WHAT YOU HAVE TO DO: From the data below, retype exactly the lines starting with the one that contains "x=120, y=17" and ending with the one that contains "Look at the photograph above. For each instance of the man's", both included.

***** RECORDS FOR THE TASK

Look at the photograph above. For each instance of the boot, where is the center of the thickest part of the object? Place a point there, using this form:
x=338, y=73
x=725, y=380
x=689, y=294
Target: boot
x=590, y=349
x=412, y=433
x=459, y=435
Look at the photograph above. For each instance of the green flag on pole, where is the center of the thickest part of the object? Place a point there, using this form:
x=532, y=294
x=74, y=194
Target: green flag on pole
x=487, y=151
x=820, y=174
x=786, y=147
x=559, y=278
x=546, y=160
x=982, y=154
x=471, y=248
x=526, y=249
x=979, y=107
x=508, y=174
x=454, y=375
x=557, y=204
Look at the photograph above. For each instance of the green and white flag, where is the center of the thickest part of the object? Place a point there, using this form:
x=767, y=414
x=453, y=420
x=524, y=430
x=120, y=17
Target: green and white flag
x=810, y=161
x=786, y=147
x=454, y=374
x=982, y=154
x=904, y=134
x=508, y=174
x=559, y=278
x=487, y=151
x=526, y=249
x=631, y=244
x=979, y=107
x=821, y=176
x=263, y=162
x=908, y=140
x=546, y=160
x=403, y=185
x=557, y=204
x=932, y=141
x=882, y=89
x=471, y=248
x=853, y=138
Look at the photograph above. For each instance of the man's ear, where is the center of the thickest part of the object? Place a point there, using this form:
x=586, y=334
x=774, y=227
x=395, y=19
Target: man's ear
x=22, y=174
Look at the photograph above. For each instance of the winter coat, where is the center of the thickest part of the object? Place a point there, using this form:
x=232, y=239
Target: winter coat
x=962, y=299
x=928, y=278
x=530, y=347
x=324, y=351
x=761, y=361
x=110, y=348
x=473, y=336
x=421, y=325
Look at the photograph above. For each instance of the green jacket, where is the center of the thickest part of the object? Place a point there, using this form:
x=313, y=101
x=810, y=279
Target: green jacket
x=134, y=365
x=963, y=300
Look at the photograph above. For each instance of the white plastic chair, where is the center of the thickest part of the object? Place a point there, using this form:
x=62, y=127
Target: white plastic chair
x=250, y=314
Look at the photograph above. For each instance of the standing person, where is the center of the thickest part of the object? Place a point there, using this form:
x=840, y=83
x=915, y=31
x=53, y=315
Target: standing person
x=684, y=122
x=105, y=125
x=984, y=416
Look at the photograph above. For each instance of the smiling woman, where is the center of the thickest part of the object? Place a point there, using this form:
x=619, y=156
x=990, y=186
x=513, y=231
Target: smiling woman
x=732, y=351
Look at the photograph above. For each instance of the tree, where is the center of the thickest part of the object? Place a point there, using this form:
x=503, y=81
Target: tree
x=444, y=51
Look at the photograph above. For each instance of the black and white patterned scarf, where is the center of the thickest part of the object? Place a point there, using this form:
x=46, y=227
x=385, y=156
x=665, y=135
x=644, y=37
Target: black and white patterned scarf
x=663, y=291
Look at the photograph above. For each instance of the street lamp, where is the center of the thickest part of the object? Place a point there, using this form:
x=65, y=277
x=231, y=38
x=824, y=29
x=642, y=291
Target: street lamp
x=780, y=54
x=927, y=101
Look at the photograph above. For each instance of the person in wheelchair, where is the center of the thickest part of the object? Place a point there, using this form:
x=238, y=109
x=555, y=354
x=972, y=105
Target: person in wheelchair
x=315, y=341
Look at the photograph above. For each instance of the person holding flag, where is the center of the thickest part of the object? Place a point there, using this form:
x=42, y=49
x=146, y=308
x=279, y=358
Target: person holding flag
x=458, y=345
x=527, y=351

**********

RESPONSE:
x=120, y=17
Target: green and white flag
x=810, y=161
x=786, y=147
x=454, y=374
x=982, y=154
x=904, y=134
x=508, y=174
x=559, y=278
x=487, y=151
x=526, y=249
x=631, y=244
x=979, y=107
x=821, y=176
x=263, y=162
x=908, y=140
x=546, y=160
x=403, y=185
x=557, y=204
x=932, y=141
x=882, y=89
x=471, y=248
x=853, y=138
Look at the photograph above. For each instance of the man's ear, where is the center of the thickest part of the object? Place a point there, using this form:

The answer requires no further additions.